**Instrucciones de la tarea:** Según el texto de estudio, ¿qué tendencia le atribuye el marido a quien narra?

**Texto de estudio:**
Siempre he admirado profundamente a las personas prudentes y equilibradas. Llevo toda mi vida profesional observándolas, intentando imitarlas en mis quehaceres empresariales: esas que guardan silencio, que responden con precisión, que nunca derrochan energía y la disparan como francotiradores. Cuando hablan, todos callamos para escuchar. Arriesgan menos que los papagayos como yo. Con aquel Diazepam corriendo por mi torrente sanguíneo pensé: ¿será así como se sienten siempre? Qué envidia. Yo vivo en una constante tormenta de emociones, lanzándome contra la injusticia, comprometiéndome hasta el exceso, metiéndome en líos. Mi marido dice que tengo una tendencia mesiánica de ayuda que roza la condescendencia y tiene razón y así me paso la vida embridando respuestas, sujetándome del salto a la acción… consigo frenar, pero no me libro de la inevitable sacudida emocional de mi alma ante todo lo que me rodea.
Aquel Diazepam, con sus sensaciones liberadoras, me iluminó. ¿habría hecho yo todo lo que he hecho en esta vida sin emociones? ¿Habría tenido una segunda o una tercera hija tras conocer lo que supone dar a luz y criar al primero? ¿Habría fundado hoteles boutique en edificios cochambrosos peleando contra una estructura de poder organizada para extinguir el espíritu empresarial? ¿Me habría plantado como un David frente a un Goliat administrativo hipertrofiado de normas que se contradicen, un sistema que premia el absentismo y castiga la ambición, que funciona con precisión quirúrgica solo para extraer impuestos y cobrar multas? ¿Habría soportado el peso de una colosal maquinaria de propaganda cultural —cine, series, noticias— que siempre pinta al empresario como el «cuñao» facha y miserable frente a todos los demás que siempre son gays graciosos y solidarios? ¿Lo habría hecho chutada de Diazepam? No. La emoción es lo que nos pone en marcha: amor, miedo, ambición, rabia. Sin ellos nada arranca.

**Material proporcionado:**
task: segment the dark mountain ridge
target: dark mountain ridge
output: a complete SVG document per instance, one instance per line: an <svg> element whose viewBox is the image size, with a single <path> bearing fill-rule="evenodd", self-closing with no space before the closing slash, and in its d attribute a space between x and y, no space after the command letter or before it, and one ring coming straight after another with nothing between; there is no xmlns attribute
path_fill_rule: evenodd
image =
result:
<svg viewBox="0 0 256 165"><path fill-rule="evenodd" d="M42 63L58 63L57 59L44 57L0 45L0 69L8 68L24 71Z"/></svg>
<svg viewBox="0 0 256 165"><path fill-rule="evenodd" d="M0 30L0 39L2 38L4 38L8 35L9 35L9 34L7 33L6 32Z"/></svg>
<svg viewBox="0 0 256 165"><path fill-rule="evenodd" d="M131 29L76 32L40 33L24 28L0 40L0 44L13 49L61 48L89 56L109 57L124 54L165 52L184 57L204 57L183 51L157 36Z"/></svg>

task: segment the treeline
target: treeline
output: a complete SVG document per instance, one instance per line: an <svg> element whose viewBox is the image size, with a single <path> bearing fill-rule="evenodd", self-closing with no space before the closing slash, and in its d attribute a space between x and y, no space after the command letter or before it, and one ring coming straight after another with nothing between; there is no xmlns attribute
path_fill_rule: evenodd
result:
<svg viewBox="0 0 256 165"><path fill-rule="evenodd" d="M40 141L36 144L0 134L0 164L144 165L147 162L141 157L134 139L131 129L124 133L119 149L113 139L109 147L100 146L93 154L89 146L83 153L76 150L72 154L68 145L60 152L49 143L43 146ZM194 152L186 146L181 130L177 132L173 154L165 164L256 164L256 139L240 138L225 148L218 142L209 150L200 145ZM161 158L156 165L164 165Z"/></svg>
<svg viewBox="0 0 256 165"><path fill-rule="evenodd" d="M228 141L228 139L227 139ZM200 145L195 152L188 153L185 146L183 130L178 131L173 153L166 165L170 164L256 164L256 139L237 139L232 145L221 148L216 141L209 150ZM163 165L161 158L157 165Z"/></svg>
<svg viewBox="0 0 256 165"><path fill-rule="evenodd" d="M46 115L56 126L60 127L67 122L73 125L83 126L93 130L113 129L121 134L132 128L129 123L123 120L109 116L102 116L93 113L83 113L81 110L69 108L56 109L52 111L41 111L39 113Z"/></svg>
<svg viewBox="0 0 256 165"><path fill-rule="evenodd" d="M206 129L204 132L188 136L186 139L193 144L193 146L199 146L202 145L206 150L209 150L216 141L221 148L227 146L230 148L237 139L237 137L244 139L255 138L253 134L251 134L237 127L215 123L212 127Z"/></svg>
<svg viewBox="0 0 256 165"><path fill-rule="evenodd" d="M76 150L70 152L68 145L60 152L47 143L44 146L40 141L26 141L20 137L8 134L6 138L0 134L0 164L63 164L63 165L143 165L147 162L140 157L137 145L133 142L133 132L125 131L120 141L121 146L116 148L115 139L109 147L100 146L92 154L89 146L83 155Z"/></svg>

**Solución del ejercicio:** Una tendencia mesiánica de ayuda que roza la condescendencia.